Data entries
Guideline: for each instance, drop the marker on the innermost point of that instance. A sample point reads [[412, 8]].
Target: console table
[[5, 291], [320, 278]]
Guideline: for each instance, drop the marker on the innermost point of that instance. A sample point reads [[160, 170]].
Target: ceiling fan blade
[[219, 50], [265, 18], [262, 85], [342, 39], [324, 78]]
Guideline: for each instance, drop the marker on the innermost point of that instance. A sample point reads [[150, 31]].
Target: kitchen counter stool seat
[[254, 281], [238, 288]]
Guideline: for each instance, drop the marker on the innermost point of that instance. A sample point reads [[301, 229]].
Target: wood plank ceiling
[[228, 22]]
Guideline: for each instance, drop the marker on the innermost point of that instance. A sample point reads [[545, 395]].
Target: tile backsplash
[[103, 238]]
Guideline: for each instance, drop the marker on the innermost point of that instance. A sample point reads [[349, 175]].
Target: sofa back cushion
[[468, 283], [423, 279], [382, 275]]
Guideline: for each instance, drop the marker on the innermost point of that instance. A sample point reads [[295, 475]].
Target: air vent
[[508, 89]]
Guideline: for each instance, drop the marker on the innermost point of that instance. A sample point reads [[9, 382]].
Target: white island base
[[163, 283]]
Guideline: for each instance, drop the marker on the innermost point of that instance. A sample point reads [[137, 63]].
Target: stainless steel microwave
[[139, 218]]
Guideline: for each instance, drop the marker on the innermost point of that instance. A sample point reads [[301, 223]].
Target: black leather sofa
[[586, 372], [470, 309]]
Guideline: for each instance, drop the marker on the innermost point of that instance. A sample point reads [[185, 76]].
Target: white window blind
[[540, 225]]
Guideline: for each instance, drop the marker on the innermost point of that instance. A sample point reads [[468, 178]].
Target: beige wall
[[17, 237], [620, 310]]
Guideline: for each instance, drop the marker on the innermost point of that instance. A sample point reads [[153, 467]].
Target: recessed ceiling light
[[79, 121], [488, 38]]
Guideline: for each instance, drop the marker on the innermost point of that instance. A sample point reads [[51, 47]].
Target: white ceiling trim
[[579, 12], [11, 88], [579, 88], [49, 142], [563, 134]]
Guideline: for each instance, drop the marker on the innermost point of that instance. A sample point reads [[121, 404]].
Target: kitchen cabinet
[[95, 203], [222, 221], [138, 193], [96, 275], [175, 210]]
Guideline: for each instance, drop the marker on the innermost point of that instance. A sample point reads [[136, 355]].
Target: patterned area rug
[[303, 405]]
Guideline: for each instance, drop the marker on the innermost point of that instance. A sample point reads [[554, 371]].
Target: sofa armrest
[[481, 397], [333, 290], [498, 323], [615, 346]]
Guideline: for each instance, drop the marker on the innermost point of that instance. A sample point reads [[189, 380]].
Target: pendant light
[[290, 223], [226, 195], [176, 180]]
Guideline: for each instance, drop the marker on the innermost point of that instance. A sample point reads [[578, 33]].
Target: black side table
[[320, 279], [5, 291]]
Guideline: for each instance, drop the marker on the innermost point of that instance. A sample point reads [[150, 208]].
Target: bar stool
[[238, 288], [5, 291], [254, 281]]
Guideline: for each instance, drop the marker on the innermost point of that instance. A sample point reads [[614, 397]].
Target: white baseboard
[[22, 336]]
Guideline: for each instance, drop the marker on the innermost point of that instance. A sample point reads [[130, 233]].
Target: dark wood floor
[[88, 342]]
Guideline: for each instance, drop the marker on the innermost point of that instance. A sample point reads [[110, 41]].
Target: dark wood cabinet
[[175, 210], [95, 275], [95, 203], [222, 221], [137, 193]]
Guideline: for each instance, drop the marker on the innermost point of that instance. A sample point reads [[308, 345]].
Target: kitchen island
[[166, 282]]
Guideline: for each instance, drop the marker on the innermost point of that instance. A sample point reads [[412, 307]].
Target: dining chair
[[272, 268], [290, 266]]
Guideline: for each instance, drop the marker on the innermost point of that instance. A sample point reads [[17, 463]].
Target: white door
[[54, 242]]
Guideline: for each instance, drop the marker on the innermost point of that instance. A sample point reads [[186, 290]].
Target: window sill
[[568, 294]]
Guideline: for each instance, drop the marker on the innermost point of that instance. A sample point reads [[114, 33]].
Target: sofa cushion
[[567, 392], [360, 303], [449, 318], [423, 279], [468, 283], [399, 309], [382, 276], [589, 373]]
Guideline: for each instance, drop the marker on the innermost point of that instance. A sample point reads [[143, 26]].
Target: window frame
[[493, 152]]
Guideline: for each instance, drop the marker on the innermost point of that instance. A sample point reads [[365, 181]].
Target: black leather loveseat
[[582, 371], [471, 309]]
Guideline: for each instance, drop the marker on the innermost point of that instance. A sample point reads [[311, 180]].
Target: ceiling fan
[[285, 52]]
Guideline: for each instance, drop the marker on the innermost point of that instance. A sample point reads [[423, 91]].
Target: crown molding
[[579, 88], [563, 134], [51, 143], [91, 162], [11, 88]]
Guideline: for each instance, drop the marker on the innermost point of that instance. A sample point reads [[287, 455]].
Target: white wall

PROBLEM: Rewrite all of the records, putting "most central" in place of every "innermost". Leave everything else unchanged.

RESULT:
Guideline: for each instance, drop the marker on the most central point of that instance. A sample point reads [[412, 8]].
Target: console table
[[5, 291], [320, 278]]
Guideline: for each instance, drop the marker on the most central point of that instance. A sample point reads [[160, 170]].
Target: ceiling fan blade
[[219, 50], [265, 18], [262, 85], [342, 39], [324, 78]]
Guideline: for each instance, drop the marker on the most central point of that instance. A sample point reads [[150, 31]].
Target: kitchen counter stool seat
[[254, 281], [238, 288]]
Guideline: for each instance, drop the marker on the most central point of that instance. A sample point reads [[301, 229]].
Target: wood plank ceiling
[[228, 22]]
Guideline: for each instance, drop the marker on the most central point of that instance. A sample point reads [[545, 395]].
Target: tile backsplash
[[103, 238]]
Guideline: for each instance, drop the marker on the most central point of that instance. A sample point reads [[349, 175]].
Target: sofa back cushion
[[468, 283], [423, 279], [382, 275]]
Guideline: for each instance, drop the marker on the most central point of that instance. A sample point reads [[295, 475]].
Target: air vent
[[508, 89]]
Guideline: for each instance, drop the marker on the most central point of that instance. A sample point reads [[9, 382]].
Target: white island base
[[163, 283]]
Guideline: for each instance, drop the marker on the most central point of that instance. A sample point reads [[137, 63]].
Target: stainless steel microwave
[[139, 218]]
Guideline: for each instance, drop the marker on the most central point of that instance. A sample point reads [[301, 223]].
Target: black leather sofa
[[586, 372], [470, 309]]
Guideline: for each instance, drop the marker on the most central point of that instance. A sample point reads [[185, 76]].
Target: white window blind
[[540, 225]]
Guideline: for each instance, drop the marker on the most central point of that instance. A sample point reads [[468, 178]].
Target: beige wall
[[17, 237], [620, 310]]
Guideline: for each instance, drop the marker on the most central point of that instance. A sample point reads [[153, 467]].
Target: recessed ceiling light
[[79, 121], [488, 38]]
Guideline: for each instance, drop the marker on the most central point of that instance. A sample point reads [[51, 47]].
Target: white ceiling trim
[[579, 12], [11, 88], [579, 88], [49, 142], [563, 134]]
Guideline: for each instance, drop the marker on the most central point of that instance. A sample point reads [[121, 404]].
Target: kitchen cabinet
[[95, 203], [222, 221], [138, 193], [96, 275], [175, 210]]
Guideline: for each instance, drop the marker on the most central point of that instance. A sample point reads [[136, 355]].
Target: patterned area rug
[[303, 405]]
Guideline: for each instance, drop the marker on the most central point of that instance. A sample point reads [[554, 371]].
Target: sofa armrest
[[481, 397], [333, 290], [498, 323], [615, 346]]
Guideline: for each instance, drop the marker on the most central point of that instance. A sample point reads [[189, 380]].
Target: pendant light
[[290, 223], [226, 195], [176, 180]]
Guideline: for each instance, drop the marker on the most central point of that instance. A sample point reads [[578, 33]].
Target: black side table
[[320, 279], [5, 291]]
Guideline: for each instance, drop the marker on the most central point of that instance. A sample point reads [[150, 208]].
Target: bar stool
[[238, 288], [5, 291], [254, 281]]
Guideline: for each instance, drop the marker on the most central point of that instance. A sample point reads [[614, 397]].
Target: white baseboard
[[22, 336]]
Guideline: for each instance, drop the marker on the most central point of that instance. A sample point reads [[130, 233]].
Target: dark wood floor
[[88, 342]]
Guideline: for each instance, drop the marker on the most central point of that instance. A sample point reads [[110, 41]].
Target: dark wood cabinet
[[175, 210], [95, 275], [95, 203], [222, 221], [137, 193]]
Guideline: for each instance, drop the marker on the most central point of that instance. A sample point reads [[308, 345]].
Target: kitchen island
[[166, 282]]
Guideline: for each instance, drop the marker on the most central point of that instance. A sample point reads [[412, 307]].
Target: dining chair
[[272, 268], [290, 266]]
Guideline: for each instance, drop the marker on the most central point of that instance. A sample point reads [[17, 463]].
Target: white door
[[54, 242]]
Guideline: for each instance, drop the marker on the most central point of that instance. A sample point reads [[186, 290]].
Target: window sill
[[568, 294]]
Guideline: for each instance, drop the marker on the most central point of that instance. A sample point reads [[114, 33]].
Target: sofa cushion
[[567, 392], [360, 303], [449, 318], [423, 279], [468, 283], [399, 309], [382, 276], [589, 373]]
Guideline: for each instance, drop the marker on the most central point of that instance. A sample point reads [[143, 26]].
Target: window frame
[[493, 152]]
Guideline: for each instance, drop the marker on the most central point of that instance. A sample point reads [[365, 181]].
Target: black leather loveseat
[[582, 371], [471, 309]]
Guideline: for each instance, drop the marker on the most central point of that instance. A sample point reads [[311, 180]].
Target: ceiling fan
[[285, 52]]
Guideline: for each instance, drop the marker on the most central point of that instance. A sample point reads [[423, 91]].
Target: crown molding
[[579, 88], [563, 134], [51, 143], [91, 162], [11, 88]]
Guideline: for each instance, drop the marker on the most central point of that instance. A sample point reads [[287, 455]].
Target: white wall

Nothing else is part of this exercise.